[Opening Provided records section]

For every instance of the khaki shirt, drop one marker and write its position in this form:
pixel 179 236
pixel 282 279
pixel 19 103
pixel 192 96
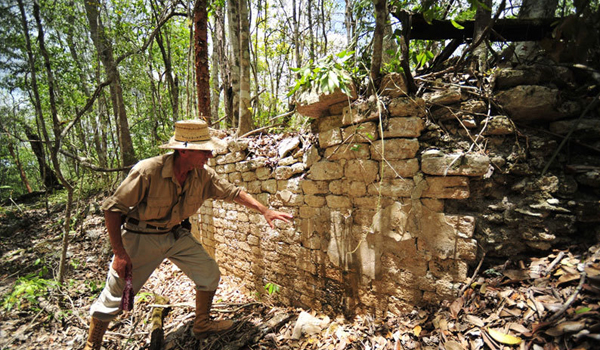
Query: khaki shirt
pixel 151 193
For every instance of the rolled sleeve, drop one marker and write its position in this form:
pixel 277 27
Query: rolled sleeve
pixel 128 195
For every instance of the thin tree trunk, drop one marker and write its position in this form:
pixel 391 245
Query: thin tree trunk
pixel 233 13
pixel 201 59
pixel 381 15
pixel 245 121
pixel 57 143
pixel 105 52
pixel 15 157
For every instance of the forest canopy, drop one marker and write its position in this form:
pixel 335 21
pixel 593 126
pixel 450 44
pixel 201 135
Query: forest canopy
pixel 88 89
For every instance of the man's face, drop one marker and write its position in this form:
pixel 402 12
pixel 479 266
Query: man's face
pixel 196 158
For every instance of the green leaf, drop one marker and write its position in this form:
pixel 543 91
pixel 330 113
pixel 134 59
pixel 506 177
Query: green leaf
pixel 456 25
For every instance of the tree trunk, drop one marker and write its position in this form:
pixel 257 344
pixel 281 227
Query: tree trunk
pixel 105 52
pixel 57 143
pixel 533 9
pixel 218 41
pixel 233 13
pixel 381 15
pixel 483 17
pixel 14 155
pixel 245 121
pixel 201 59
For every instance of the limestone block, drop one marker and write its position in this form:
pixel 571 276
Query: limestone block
pixel 220 169
pixel 449 269
pixel 325 170
pixel 404 127
pixel 448 187
pixel 330 138
pixel 249 176
pixel 285 172
pixel 291 199
pixel 393 85
pixel 366 202
pixel 399 168
pixel 362 170
pixel 254 187
pixel 315 187
pixel 443 97
pixel 348 151
pixel 395 149
pixel 464 224
pixel 269 186
pixel 263 173
pixel 232 157
pixel 336 202
pixel 309 212
pixel 533 103
pixel 314 105
pixel 329 122
pixel 338 187
pixel 361 133
pixel 311 156
pixel 235 178
pixel 359 114
pixel 287 161
pixel 251 164
pixel 499 125
pixel 314 201
pixel 406 107
pixel 357 189
pixel 392 188
pixel 436 162
pixel 294 185
pixel 467 249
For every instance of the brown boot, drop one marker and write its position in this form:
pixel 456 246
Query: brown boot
pixel 203 326
pixel 97 330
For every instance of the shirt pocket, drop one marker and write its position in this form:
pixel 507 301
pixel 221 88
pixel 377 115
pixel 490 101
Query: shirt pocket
pixel 157 207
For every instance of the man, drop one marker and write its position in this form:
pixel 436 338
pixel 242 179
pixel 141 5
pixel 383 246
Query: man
pixel 146 219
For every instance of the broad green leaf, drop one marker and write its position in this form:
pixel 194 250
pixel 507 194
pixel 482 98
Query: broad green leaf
pixel 456 25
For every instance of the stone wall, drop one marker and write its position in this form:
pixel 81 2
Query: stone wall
pixel 369 233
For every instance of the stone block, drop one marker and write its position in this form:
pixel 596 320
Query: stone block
pixel 348 151
pixel 314 105
pixel 325 170
pixel 448 187
pixel 362 170
pixel 395 149
pixel 407 107
pixel 404 127
pixel 315 187
pixel 399 168
pixel 329 122
pixel 393 85
pixel 336 202
pixel 436 162
pixel 392 188
pixel 361 133
pixel 330 138
pixel 314 201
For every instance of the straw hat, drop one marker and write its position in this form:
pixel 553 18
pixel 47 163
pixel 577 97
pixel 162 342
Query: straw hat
pixel 194 134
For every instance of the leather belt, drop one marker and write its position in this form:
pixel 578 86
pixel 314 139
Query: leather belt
pixel 144 225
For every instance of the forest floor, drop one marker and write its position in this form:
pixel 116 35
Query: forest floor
pixel 547 302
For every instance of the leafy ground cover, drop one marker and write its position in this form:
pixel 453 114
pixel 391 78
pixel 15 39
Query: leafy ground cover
pixel 547 302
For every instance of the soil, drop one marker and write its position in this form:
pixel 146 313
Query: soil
pixel 546 302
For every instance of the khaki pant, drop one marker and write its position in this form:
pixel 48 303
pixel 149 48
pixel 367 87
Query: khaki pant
pixel 147 252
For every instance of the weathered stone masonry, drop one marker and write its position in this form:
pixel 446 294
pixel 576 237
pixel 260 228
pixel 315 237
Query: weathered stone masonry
pixel 369 234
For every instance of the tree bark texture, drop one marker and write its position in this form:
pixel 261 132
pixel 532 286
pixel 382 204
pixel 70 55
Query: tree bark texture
pixel 245 114
pixel 201 59
pixel 233 14
pixel 105 52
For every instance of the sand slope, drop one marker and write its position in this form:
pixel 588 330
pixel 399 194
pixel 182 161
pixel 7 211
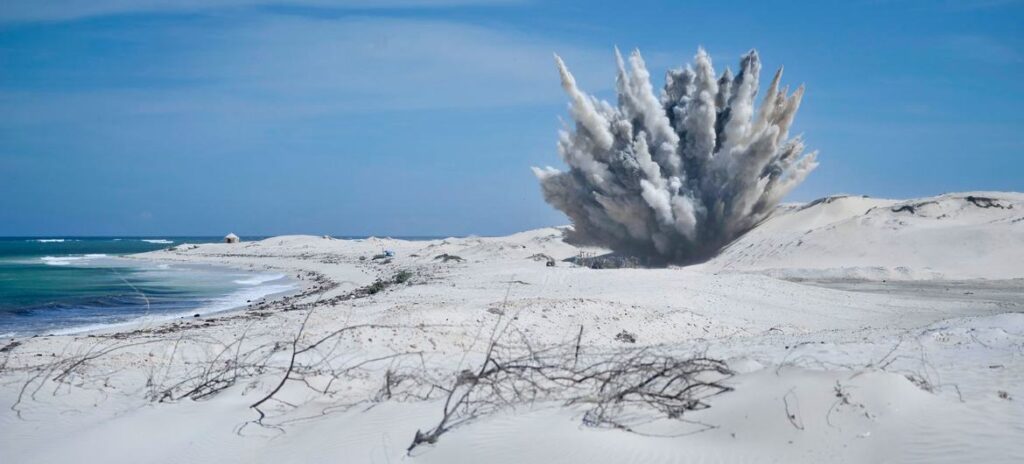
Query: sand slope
pixel 953 236
pixel 859 331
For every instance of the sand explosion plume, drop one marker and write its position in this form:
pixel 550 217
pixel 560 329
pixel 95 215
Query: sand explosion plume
pixel 679 176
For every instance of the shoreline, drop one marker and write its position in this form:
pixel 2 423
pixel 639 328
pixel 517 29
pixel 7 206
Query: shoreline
pixel 358 362
pixel 228 304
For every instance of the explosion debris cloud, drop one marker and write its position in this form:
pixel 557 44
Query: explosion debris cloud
pixel 678 176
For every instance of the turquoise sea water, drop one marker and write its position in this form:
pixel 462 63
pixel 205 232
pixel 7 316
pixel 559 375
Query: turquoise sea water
pixel 72 284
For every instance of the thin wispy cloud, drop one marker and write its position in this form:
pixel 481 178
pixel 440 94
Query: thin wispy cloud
pixel 273 67
pixel 52 10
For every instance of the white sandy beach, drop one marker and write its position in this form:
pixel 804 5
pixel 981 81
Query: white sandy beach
pixel 855 329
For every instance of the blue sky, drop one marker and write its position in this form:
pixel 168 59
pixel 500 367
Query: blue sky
pixel 160 117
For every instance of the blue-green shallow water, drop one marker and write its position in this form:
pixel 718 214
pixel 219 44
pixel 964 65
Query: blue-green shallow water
pixel 71 284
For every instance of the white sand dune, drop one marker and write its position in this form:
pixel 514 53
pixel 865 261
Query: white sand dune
pixel 858 330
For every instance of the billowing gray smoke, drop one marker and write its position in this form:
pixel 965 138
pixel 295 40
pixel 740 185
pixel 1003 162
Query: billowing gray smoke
pixel 676 177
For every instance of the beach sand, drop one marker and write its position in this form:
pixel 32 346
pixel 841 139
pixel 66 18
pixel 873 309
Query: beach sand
pixel 855 330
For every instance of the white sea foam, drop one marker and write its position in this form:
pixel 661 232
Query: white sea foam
pixel 233 300
pixel 68 260
pixel 260 279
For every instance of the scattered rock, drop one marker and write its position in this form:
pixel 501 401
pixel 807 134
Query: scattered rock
pixel 446 257
pixel 626 337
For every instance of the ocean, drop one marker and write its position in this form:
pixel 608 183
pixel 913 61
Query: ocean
pixel 68 285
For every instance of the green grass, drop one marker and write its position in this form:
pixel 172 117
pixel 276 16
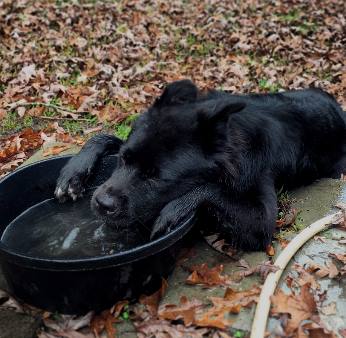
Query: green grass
pixel 13 123
pixel 73 126
pixel 2 88
pixel 72 80
pixel 10 122
pixel 123 129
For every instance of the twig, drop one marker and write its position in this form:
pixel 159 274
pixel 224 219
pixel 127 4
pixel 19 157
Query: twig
pixel 48 105
pixel 59 118
pixel 262 310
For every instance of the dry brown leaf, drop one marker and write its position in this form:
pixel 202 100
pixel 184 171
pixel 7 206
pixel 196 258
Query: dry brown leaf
pixel 164 329
pixel 329 269
pixel 262 269
pixel 152 302
pixel 305 278
pixel 314 330
pixel 55 150
pixel 340 257
pixel 219 244
pixel 300 307
pixel 232 302
pixel 329 309
pixel 186 311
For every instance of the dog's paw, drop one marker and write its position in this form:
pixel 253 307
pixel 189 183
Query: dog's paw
pixel 71 183
pixel 163 225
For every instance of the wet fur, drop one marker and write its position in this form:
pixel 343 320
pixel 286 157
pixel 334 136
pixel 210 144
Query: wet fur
pixel 215 154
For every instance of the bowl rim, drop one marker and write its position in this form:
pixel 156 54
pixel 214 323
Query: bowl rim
pixel 90 263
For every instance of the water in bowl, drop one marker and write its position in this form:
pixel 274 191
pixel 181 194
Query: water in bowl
pixel 66 230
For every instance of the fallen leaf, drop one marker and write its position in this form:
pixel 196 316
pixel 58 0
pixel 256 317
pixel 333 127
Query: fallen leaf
pixel 152 302
pixel 106 320
pixel 329 309
pixel 300 307
pixel 340 257
pixel 186 311
pixel 262 269
pixel 164 329
pixel 55 150
pixel 329 269
pixel 270 250
pixel 208 277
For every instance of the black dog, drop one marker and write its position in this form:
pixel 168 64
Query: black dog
pixel 218 153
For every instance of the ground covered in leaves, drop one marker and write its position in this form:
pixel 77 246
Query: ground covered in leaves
pixel 71 68
pixel 75 67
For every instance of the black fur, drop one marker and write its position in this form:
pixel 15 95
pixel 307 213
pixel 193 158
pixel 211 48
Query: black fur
pixel 217 154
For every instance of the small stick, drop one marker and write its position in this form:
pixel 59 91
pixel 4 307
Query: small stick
pixel 259 323
pixel 48 105
pixel 59 118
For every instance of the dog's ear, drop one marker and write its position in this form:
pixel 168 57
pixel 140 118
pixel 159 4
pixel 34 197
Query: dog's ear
pixel 217 110
pixel 178 92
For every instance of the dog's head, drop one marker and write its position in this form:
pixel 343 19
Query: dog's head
pixel 170 151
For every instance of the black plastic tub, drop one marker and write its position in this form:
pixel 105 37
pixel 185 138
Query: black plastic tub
pixel 78 285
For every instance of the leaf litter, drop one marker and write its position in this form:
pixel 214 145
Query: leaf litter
pixel 114 60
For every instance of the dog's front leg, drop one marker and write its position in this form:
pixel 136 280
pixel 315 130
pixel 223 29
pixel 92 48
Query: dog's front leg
pixel 73 176
pixel 182 208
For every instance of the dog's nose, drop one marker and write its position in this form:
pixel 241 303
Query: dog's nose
pixel 105 202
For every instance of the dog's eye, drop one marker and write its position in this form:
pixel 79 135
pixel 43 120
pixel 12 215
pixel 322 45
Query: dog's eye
pixel 149 172
pixel 126 157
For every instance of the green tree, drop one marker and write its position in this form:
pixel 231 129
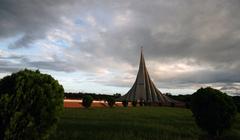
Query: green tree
pixel 125 103
pixel 87 101
pixel 30 104
pixel 213 110
pixel 134 103
pixel 110 101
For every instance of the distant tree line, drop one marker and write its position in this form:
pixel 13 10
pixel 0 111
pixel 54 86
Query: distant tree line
pixel 187 99
pixel 81 95
pixel 184 98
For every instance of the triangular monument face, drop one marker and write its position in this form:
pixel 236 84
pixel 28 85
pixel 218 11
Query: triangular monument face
pixel 144 89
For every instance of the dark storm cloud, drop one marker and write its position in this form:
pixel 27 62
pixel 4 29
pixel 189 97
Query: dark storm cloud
pixel 206 31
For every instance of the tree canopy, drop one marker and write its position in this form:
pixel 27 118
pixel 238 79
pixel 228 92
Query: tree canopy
pixel 30 104
pixel 213 110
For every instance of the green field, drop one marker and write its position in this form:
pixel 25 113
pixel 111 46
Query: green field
pixel 135 123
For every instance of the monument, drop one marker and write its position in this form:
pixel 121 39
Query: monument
pixel 144 90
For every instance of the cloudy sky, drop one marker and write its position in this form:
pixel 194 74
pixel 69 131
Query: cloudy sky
pixel 94 45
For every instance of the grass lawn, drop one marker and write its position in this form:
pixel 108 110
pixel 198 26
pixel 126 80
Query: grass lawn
pixel 132 123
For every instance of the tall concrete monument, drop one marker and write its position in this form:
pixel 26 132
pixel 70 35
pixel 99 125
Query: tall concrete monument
pixel 145 90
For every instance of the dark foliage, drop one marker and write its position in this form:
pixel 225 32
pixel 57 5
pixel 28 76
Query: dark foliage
pixel 125 103
pixel 213 110
pixel 94 96
pixel 236 100
pixel 87 101
pixel 141 102
pixel 134 103
pixel 30 104
pixel 110 101
pixel 183 98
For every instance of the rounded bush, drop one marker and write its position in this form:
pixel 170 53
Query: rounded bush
pixel 87 101
pixel 125 103
pixel 30 104
pixel 213 110
pixel 134 103
pixel 111 101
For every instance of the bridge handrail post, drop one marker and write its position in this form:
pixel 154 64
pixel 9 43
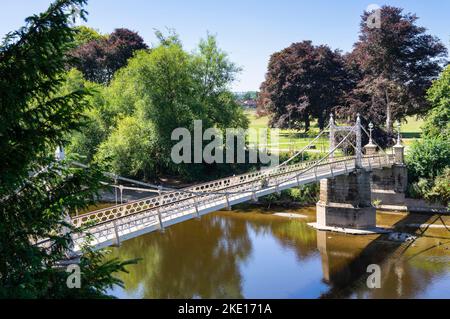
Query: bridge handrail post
pixel 277 187
pixel 331 168
pixel 196 207
pixel 254 198
pixel 358 162
pixel 161 224
pixel 227 198
pixel 116 232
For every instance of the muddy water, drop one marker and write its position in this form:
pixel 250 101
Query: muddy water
pixel 255 254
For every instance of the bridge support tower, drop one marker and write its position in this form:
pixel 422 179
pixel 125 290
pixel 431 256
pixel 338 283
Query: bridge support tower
pixel 389 184
pixel 345 201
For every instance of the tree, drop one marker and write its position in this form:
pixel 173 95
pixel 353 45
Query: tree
pixel 161 90
pixel 438 119
pixel 303 82
pixel 100 58
pixel 396 63
pixel 36 193
pixel 85 34
pixel 130 149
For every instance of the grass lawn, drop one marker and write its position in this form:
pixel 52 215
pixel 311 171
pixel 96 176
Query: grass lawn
pixel 291 140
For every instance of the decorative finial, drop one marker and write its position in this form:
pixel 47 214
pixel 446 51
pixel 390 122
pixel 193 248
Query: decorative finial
pixel 370 131
pixel 60 154
pixel 397 123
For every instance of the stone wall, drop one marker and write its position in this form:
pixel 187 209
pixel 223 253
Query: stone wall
pixel 345 201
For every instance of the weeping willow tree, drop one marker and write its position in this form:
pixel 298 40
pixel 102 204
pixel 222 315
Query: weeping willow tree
pixel 35 191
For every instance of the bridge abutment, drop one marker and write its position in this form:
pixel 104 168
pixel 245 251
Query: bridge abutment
pixel 389 184
pixel 345 202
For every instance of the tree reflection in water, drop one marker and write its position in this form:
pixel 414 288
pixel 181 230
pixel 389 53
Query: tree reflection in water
pixel 206 258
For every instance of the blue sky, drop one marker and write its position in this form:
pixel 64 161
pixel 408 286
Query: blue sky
pixel 249 30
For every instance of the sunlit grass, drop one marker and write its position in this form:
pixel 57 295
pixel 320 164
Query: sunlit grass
pixel 292 140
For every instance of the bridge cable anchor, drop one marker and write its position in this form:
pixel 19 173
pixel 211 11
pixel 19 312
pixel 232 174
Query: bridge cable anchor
pixel 116 232
pixel 228 202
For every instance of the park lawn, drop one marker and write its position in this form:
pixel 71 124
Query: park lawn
pixel 293 140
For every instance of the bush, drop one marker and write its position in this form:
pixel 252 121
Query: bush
pixel 428 158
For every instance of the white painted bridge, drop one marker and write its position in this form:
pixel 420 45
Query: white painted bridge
pixel 112 225
pixel 121 222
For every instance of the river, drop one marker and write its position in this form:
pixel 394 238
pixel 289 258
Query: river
pixel 252 253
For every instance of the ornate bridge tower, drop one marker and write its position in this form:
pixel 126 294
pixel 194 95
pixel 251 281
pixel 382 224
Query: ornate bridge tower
pixel 345 201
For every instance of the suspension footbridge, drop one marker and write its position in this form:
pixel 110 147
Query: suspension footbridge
pixel 112 225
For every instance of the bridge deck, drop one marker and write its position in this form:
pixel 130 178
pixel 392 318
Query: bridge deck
pixel 118 223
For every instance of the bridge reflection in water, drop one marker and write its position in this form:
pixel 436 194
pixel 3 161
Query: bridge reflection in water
pixel 254 255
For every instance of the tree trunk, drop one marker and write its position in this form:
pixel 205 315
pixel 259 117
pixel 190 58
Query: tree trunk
pixel 389 127
pixel 307 124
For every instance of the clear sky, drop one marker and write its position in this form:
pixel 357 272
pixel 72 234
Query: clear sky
pixel 249 30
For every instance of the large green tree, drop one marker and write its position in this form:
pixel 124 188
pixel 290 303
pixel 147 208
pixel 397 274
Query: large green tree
pixel 160 90
pixel 37 193
pixel 438 119
pixel 395 65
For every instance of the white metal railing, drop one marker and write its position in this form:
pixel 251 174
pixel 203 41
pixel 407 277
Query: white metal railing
pixel 247 183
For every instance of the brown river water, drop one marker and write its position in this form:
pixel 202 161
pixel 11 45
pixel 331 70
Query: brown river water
pixel 252 253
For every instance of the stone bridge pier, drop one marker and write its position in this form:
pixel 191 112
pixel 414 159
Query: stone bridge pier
pixel 346 201
pixel 389 184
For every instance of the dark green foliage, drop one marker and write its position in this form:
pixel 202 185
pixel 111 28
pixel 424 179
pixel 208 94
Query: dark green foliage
pixel 101 57
pixel 37 193
pixel 438 119
pixel 303 82
pixel 392 67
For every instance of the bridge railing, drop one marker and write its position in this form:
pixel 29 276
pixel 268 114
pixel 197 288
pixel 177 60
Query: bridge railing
pixel 196 195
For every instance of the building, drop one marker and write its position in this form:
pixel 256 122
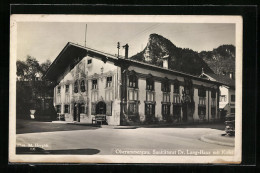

[Closing Provided records section]

# Exercise description
Output an exact copy of the lines from the one with "For every instance of the stone bridge" through the closing line of the records, inclusive, without any images.

# Written answer
For every instance of the stone bridge pier, drop one marker and write its position in this form:
pixel 191 112
pixel 414 159
Query: stone bridge pier
pixel 346 201
pixel 389 184
For every instance of the dark green foliage, drop one marker and write its position in this form:
pixel 202 185
pixel 111 28
pixel 424 179
pixel 208 94
Query: dark green foliage
pixel 101 57
pixel 37 193
pixel 438 119
pixel 303 82
pixel 392 67
For every instance of the bridge railing, drop one marker and write its position in this form:
pixel 29 276
pixel 268 114
pixel 197 288
pixel 177 60
Query: bridge railing
pixel 196 195
For every instance of the building, drop one marker and write its position in this form:
pixel 256 122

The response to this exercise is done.